─── PAGE EXTRACT ───

Baselines
CV-CUE dynamically computes and updates a baseline for normal performance and connectivity of the network. The baseline adjusts as the network behavior changes, eliminating the false positive and false negative alerts associated with thresholds.
Baselines versus Thresholds
A baseline is used as a basis against which things are measured. Baselines have been traditionally used when you want to determine the effect of a change. For example, if you want to optimize your wireless network, you need to take a baseline of metrics such as retry rates or average data rates so that you can measure if the changes had a positive or negative impact.
A threshold is a level that must be exceeded to trigger an action. Thresholds are commonly used in network monitoring systems for alerts. For example, if a retry rate threshold were set at 50%, the system would trigger a warning when the retry rate exceeded 50%.
CV-CUE studies the behavior from the historical data of clients, APs and applications, automatically calculates a baseline. The baseline is calculated at an interval of 15 minutes. Any behaviour that deviates significantly from the baseline is considered to be an anomaly and highlighted in the graph. In controller based network monitoring systems, thresholds are static and the same value gets applied globally. This creates problems for network admins because wireless network characteristics can be different in different environments.
Thresholds are good for monitoring information where there is a clear, non-arbitrary delineation between acceptable and not acceptable. Thresholds are static. They do not adjust to changing conditions. Wireless networks are dynamic and change over time. The normal level of retry rates may be very different today and a month from now. Clients change, environments change, applications change, and usage changes rapidly. A static threshold is a challenge because it does not adapt to what is normal for the network. Then, if some metric regularly crosses its static threshold, the network admin is bombarded with irrelevant warnings. The network admin must then go in and reset the threshold. The problem lies in determining what the correct threshold is. If the threshold is set low, there will be too many alarms as to cause alarm fatigue. This is dangerous because valid alarms are lost in the sea of unimportant, false positive alarms. To counter alarm fatigue, many network admins set the threshold too high. This is dangerous because valid problems (false negatives) do not trigger action.
How to Read a Baseline Graph?
CV-CUE takes the idea of the baseline and makes it dynamic. Dynamic baselines determine what is normal for a network and adjust as network conditions change. For example, retry rates may be low when the Wi-Fi is first set up with only a few clients. Later, when many more clients are added to the Wi-Fi network, the retry rate may be very different. Dynamic baselines adjust as networks change. This avoids the problem of thresholds while allowing comparisons to the baseline to identify real problems.
- Baseline - Blue line
- Deviation Range - the light blue shaded area around the baseline
- Observation points - Purple dots are an average of the data at 15 minute intervals
- Anomalies - Red dots are observation points that are well outside the norm
The Baseline Graph has a provision to filter data. You can zoom in and zoom out the graph to view the granularity in detail. The zoom feature is at the bottom of the graph.
CV-CUE Baselines
CV-CUE includes baselines for both connectivity and performance events. The table below lists the available baselines and where they can be found on the CV-CUE interface.

─── DATA LINES ───

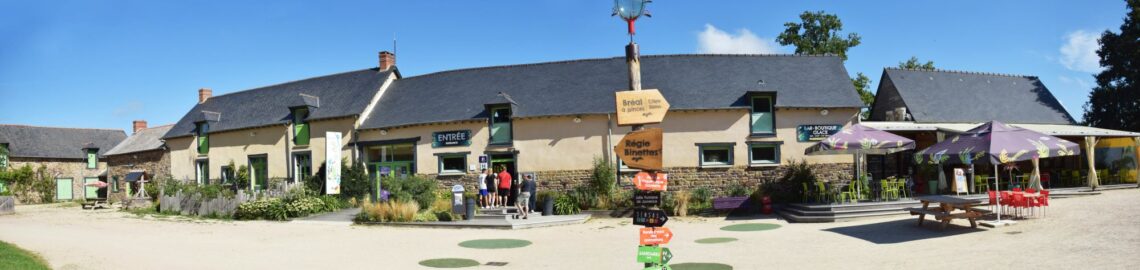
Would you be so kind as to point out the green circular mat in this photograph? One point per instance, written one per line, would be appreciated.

───

In the CV-CUE baselines page, how often is the baseline calculated? You won't need the data.

Every 15 minutes.